● **EXERCISES**:
1. List every component in the pixel structure passage whose designation consists of capital letters followed by a digit, together with that designation.
2. Reproduce the portion of the pixel structure passage between "One pixel cell" and "as the semiconductor substrate 213.", inclusive.

● **PROVIDED PASSAGE**:

═══

One pixel cell 211A has a semiconductor substrate 213 on which the photodiodes PD1, the transfer gate TG1, and the amplifier transistor Q2 arranged in a matrix are formed. A color filter 212 is bonded to the back surface of the semiconductor substrate 213. A microlens 250 aligned with the photodiode PD1 is provided on a surface of the color filter 212 opposite to a surface bonded to the semiconductor substrate 213. In addition, light having a specific wavelength according to the color filter 212 can pass from the microlens 250 to the photodiode PD1. For example, a through hole may be formed in the semiconductor substrate 213 between the microlens 250 and the photodiode PD1. In addition, a transparent substrate may be used as the semiconductor substrate 213.

A contact layer 214 is formed on the upper surface of the semiconductor substrate 213. A via for electrically drawing out the source of the amplifier transistor Q2 is formed in the contact layer 214. A pad for facilitating alignment with the upper layer may be formed in the upper portion of the via. In addition, a diffusion prevention film 215 for preventing atomic diffusion between layers is formed on the contact layer 214.

═══

● **RECORD LIST**:
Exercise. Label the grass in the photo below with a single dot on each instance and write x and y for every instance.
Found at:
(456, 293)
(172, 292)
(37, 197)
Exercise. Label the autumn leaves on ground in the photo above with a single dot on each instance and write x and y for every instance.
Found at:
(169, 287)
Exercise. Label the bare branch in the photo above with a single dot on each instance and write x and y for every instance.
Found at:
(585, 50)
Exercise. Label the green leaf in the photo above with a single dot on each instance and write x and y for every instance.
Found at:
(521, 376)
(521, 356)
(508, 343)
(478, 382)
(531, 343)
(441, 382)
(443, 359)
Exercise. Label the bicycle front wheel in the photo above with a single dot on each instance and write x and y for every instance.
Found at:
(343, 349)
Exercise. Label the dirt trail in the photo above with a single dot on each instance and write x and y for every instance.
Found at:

═══

● **EXERCISE ANSWERS**:
1.
- photodiodes PD1
- transfer gate TG1
- amplifier transistor Q2

2.
One pixel cell 211A has a semiconductor substrate 213 on which the photodiodes PD1, the transfer gate TG1, and the amplifier transistor Q2 arranged in a matrix are formed. A color filter 212 is bonded to the back surface of the semiconductor substrate 213. A microlens 250 aligned with the photodiode PD1 is provided on a surface of the color filter 212 opposite to a surface bonded to the semiconductor substrate 213. In addition, light having a specific wavelength according to the color filter 212 can pass from the microlens 250 to the photodiode PD1. For example, a through hole may be formed in the semiconductor substrate 213 between the microlens 250 and the photodiode PD1. In addition, a transparent substrate may be used as the semiconductor substrate 213.